- TASK OBJECTIVE: Copy exactly the run of lines that begins at the line with "the dark sneaker" and ends at the final line of the entries.

Location identification entries
###
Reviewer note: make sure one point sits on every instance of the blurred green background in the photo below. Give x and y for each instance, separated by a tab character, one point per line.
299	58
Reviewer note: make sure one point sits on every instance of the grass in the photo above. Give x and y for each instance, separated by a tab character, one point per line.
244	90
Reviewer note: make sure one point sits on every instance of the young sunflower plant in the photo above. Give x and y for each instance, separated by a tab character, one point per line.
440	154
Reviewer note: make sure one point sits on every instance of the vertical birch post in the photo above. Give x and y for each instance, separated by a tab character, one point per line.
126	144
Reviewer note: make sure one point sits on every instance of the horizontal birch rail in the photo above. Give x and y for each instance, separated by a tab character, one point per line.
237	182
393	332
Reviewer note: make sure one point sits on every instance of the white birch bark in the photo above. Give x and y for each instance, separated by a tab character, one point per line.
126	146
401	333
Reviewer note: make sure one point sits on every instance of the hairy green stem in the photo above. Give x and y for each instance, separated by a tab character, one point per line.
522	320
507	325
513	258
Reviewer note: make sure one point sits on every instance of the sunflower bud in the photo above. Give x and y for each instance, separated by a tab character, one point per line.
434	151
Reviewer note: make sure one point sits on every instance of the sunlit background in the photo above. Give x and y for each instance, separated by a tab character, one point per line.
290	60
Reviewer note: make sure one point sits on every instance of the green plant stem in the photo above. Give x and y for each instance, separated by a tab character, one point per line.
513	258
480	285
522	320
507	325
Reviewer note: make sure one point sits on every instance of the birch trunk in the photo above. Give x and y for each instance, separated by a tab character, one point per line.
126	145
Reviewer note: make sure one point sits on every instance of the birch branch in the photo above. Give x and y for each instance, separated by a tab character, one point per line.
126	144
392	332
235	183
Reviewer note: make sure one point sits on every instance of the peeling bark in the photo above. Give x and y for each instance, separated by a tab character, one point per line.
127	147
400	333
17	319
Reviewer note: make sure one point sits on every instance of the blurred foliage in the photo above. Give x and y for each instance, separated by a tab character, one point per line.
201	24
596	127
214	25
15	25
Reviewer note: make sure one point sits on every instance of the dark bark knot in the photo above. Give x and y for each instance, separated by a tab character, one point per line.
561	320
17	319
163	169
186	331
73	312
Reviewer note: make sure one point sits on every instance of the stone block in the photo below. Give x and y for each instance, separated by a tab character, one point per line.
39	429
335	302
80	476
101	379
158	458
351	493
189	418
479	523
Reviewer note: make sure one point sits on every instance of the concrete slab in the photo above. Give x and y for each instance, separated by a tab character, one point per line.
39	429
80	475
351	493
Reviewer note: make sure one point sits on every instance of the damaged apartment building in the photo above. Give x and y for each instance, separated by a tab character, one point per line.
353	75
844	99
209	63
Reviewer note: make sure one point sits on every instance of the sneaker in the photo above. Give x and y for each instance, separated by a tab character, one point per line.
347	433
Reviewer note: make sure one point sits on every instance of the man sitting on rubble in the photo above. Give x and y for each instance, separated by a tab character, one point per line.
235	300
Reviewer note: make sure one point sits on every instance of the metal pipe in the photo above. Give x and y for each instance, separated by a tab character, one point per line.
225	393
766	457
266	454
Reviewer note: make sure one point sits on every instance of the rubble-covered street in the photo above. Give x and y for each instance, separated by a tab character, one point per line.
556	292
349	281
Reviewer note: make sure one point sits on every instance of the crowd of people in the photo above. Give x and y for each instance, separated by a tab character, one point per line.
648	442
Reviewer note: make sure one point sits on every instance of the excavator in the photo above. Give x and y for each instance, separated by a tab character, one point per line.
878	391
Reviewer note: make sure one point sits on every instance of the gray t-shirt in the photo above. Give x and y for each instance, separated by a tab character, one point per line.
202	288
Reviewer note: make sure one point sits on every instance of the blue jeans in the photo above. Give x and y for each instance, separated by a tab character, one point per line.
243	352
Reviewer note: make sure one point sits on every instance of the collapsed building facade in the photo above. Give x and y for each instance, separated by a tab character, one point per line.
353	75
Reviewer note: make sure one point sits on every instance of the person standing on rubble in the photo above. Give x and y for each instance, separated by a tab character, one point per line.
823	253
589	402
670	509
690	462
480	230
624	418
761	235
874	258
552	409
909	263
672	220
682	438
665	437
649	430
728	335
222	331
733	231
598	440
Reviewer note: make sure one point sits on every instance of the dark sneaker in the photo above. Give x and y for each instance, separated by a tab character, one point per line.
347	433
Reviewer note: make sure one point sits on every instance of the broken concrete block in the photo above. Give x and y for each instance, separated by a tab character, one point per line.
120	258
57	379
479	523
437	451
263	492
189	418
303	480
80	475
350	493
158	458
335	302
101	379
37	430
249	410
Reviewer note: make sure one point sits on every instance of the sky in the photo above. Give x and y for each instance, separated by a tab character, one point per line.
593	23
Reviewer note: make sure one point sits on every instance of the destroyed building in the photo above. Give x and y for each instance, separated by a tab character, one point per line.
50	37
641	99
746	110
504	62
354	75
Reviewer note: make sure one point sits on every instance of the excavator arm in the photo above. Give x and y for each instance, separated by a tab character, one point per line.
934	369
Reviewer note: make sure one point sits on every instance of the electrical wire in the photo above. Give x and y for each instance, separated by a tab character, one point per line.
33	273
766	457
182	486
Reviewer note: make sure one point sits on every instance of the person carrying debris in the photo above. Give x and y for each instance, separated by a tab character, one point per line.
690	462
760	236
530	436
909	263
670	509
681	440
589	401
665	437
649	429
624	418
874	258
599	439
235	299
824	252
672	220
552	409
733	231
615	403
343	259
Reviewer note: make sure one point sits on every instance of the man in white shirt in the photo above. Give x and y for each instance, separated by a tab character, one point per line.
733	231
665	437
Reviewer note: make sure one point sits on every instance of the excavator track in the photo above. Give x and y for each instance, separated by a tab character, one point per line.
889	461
###
- OUTPUT FOR THIS EXERCISE:
Reviewer note: make sure one point sits on every instance of the dark sneaker in the photo above. Give x and y for each instance, separated by a tab character, one point per line.
347	433
Reviewer note: make sure one point sits on every instance of the broken concrete block in the photo above. Give x and y for each instance, separated by a tab character, one point per line.
120	258
57	379
479	523
437	451
263	492
189	418
303	480
80	475
350	493
158	458
335	302
101	379
37	430
249	410
Reviewer note: make sure one point sits on every instance of the sky in the photo above. Give x and y for each instance, separated by a tab character, one point per line.
593	23
Reviewer note: make sure one point sits on every instance of the destroyed building in the photo above. Give x and y for each instance, separated by a tab character, one point per line.
50	37
641	99
746	110
504	62
354	75
Reviewer note: make sure one point sits on every instance of the excavator arm in the photo above. Give x and y for each instance, separated by a tab character, one point per line.
934	369
Reviewer note: make sure one point sits on every instance of the electrical wire in the photo above. Give x and y for each instance, separated by a tab character, one point per line.
33	273
766	457
182	486
Reviewer note: make sure one point sits on every instance of the person carrying debris in the photo above. Give x and y for each instance, separated by a tab character, one point per line.
690	462
760	236
530	436
909	263
670	509
681	440
589	401
665	437
649	429
624	418
874	258
599	439
235	299
824	252
672	220
552	409
733	231
615	403
343	259
Reviewer note: make sure one point sits on every instance of the man in white shirt in the photo above. Give x and y for each instance, separated by a tab character, one point per line.
733	231
665	437
Reviewer note: make sure one point sits on every instance of the excavator track in the photo above. Give x and y for each instance, separated by a tab character, one point per line.
889	461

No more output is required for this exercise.